Data entries
--- Begin ---

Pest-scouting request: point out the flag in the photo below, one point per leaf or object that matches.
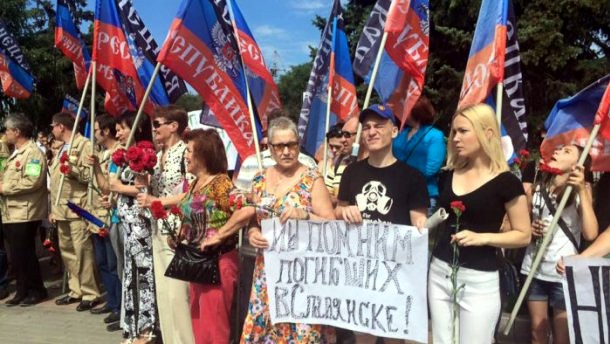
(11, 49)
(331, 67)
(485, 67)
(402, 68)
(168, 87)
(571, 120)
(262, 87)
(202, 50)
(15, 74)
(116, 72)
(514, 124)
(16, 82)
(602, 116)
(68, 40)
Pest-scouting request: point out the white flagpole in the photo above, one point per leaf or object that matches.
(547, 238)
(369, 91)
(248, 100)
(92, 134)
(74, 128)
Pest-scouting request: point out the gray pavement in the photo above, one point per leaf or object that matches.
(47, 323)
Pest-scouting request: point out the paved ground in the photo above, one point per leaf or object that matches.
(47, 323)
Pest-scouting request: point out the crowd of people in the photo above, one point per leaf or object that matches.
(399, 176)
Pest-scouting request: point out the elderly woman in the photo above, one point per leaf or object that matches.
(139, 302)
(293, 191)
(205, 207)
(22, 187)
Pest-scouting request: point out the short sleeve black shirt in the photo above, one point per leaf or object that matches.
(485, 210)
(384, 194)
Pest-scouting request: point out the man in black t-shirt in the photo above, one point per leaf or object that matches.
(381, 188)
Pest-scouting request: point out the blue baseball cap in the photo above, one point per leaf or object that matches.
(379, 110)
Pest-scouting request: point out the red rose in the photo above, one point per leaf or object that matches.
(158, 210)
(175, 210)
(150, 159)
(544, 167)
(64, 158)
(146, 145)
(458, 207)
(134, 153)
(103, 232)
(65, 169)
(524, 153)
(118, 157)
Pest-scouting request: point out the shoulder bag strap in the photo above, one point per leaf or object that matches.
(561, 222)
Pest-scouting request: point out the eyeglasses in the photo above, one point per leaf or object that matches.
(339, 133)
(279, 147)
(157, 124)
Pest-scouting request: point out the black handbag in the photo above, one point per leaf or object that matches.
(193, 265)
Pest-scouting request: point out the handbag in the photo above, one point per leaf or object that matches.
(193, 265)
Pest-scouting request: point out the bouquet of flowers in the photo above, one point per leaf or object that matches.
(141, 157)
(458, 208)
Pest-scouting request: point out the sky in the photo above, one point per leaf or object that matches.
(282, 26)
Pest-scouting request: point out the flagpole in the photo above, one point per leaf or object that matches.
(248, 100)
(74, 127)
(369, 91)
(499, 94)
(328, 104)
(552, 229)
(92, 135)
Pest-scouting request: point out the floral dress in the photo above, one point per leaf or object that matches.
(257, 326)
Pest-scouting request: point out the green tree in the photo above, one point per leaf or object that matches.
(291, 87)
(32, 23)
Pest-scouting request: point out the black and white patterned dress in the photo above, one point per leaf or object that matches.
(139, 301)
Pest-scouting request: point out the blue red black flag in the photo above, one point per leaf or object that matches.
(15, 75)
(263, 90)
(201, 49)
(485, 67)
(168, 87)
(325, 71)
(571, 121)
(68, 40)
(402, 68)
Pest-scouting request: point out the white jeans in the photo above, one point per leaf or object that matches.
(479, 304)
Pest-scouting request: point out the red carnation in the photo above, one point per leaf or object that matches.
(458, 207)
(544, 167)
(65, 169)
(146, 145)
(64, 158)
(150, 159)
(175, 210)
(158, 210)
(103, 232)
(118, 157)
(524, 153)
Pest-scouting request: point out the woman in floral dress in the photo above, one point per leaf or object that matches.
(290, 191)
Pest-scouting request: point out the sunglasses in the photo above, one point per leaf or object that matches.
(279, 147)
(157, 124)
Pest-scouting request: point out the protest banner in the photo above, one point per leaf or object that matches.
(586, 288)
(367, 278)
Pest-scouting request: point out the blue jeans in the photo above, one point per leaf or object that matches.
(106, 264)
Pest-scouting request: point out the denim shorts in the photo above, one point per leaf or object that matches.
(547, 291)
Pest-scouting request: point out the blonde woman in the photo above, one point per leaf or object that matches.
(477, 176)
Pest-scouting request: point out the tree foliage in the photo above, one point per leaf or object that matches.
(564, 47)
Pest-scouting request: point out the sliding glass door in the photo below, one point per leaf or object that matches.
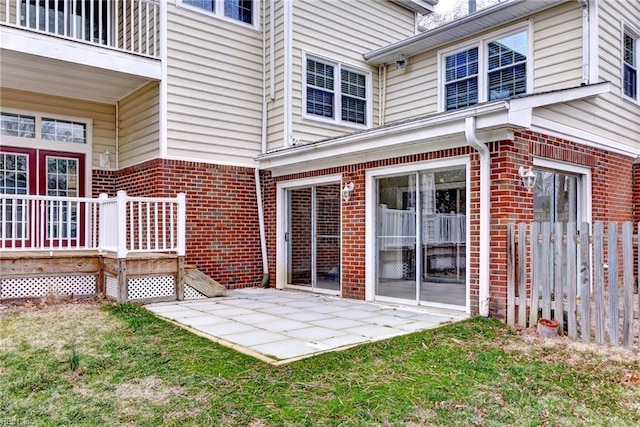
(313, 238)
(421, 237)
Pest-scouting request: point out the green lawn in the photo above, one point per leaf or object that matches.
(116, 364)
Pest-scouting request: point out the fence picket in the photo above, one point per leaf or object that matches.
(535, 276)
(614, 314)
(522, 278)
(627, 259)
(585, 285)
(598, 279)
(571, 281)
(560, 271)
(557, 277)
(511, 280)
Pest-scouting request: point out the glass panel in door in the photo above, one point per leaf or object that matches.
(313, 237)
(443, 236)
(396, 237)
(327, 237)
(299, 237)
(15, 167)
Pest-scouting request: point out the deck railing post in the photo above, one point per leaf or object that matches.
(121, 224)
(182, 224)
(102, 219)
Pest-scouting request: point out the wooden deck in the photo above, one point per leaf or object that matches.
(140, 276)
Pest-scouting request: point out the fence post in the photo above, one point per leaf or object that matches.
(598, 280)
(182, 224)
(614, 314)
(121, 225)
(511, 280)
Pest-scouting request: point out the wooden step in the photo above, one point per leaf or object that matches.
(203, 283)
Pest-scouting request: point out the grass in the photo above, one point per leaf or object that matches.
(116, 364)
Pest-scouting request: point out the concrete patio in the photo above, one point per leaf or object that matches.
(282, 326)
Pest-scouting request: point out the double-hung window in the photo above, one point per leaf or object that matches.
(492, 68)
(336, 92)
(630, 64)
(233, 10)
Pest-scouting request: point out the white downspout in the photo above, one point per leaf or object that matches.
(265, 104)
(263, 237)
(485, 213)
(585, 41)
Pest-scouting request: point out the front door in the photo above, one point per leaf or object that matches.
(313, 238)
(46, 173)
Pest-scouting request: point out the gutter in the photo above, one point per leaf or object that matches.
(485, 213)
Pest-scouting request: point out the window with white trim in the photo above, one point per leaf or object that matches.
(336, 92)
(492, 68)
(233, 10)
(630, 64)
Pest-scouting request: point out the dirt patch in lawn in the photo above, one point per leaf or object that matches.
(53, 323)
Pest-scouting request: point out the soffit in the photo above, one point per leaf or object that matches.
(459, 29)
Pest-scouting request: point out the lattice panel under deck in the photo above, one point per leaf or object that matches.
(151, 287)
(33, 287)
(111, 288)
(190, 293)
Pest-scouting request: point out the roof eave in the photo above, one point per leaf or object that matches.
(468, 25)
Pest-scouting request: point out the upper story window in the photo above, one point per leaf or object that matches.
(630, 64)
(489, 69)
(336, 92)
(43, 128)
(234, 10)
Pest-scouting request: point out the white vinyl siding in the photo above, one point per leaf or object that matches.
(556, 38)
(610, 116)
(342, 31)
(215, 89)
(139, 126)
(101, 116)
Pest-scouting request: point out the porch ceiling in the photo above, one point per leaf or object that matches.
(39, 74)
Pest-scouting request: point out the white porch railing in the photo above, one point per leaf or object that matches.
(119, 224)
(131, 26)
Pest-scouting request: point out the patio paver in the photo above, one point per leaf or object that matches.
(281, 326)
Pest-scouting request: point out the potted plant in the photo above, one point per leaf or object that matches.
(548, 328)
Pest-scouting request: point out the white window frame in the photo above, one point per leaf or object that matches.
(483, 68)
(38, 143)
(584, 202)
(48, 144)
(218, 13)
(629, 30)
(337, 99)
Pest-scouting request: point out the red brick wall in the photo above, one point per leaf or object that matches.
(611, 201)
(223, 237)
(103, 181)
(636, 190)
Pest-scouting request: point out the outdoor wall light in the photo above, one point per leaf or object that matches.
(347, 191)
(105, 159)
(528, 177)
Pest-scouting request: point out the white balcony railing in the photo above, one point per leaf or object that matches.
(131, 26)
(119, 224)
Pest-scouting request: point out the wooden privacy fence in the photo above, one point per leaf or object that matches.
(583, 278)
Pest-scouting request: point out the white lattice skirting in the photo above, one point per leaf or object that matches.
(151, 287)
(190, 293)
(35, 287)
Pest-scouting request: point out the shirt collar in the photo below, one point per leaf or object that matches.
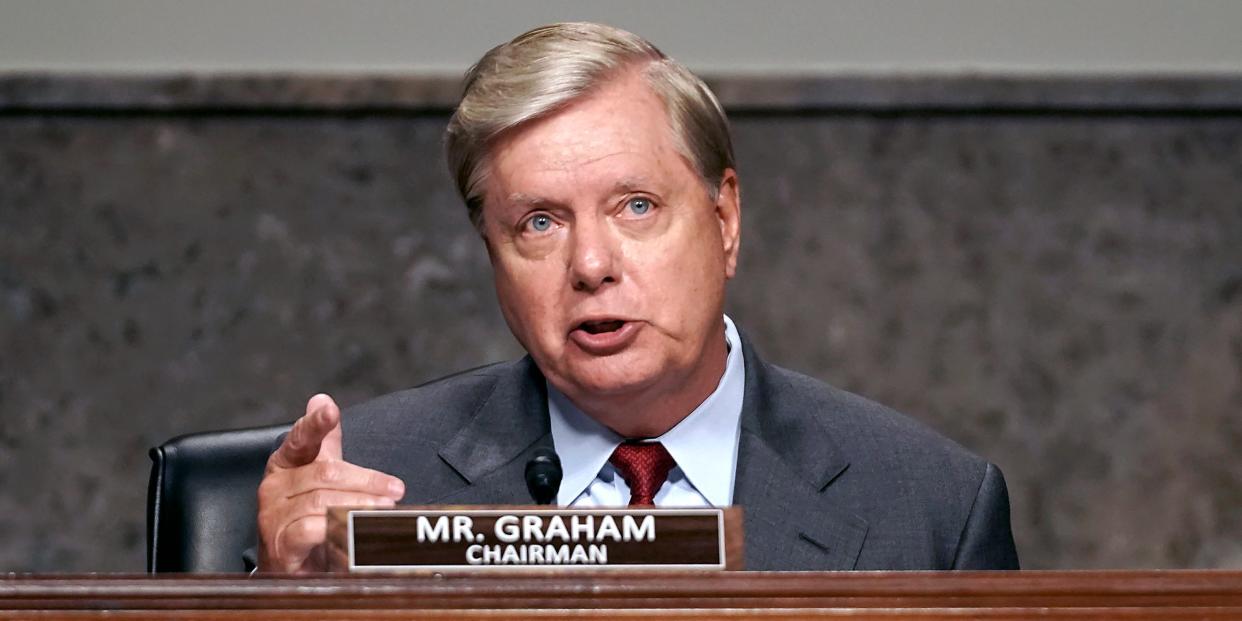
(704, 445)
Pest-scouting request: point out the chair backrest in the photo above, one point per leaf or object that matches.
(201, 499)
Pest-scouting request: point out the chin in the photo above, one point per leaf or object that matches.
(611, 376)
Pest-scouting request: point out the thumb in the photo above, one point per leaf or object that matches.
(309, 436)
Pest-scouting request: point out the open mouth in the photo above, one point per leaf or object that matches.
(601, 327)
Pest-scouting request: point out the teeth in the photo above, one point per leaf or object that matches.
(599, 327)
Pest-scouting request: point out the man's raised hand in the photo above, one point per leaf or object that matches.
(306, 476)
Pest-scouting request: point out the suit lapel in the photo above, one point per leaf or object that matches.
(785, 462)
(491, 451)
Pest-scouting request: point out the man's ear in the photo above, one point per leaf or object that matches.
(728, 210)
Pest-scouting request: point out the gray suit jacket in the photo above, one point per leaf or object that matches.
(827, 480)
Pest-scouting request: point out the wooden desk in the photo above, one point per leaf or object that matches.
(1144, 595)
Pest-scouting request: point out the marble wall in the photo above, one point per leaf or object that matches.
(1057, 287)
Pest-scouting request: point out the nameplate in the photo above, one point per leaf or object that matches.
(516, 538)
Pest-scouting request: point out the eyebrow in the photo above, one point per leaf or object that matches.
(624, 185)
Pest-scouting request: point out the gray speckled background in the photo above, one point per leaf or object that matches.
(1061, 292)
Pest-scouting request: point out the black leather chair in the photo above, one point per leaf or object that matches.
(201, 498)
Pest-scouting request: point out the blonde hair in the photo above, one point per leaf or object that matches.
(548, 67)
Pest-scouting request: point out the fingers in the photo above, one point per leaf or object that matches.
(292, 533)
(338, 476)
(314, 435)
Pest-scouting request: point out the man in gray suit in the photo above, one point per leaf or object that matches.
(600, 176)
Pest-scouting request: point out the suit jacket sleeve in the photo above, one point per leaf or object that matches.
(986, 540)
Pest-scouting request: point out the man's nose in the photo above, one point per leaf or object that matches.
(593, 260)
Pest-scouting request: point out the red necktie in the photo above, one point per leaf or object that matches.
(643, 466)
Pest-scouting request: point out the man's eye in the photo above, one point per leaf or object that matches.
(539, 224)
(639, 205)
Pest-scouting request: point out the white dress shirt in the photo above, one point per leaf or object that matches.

--- End ---

GIVEN EXERCISE
Add 132 to every number in the answer coordinates, and write out again each line from the line containing "Pest-scouting request: point out the man in gray" through the last line of the items, both inclusive, with the requests included.

RESPONSE
Pest-scouting request: point out the man in gray suit in the photo above, one point per leaf or object that matches.
(732, 308)
Pest-scouting request: point out the suit jacket sleeve in the photo above, one point per leaf or object that matches.
(1118, 672)
Pest-scouting request: point out the man's nose in the photo above, one point per leaf or object that matches.
(725, 392)
Pest-scouting request: point out the red necktie in the photo above, one point per leaf or object that matches.
(775, 598)
Pest-scouting request: point out the man's eye in the photo above, one point per leaf or object that matches.
(671, 356)
(771, 337)
Pest-scouting request: point out the white dress shirt in the photo above, one point per leaf or object that matches.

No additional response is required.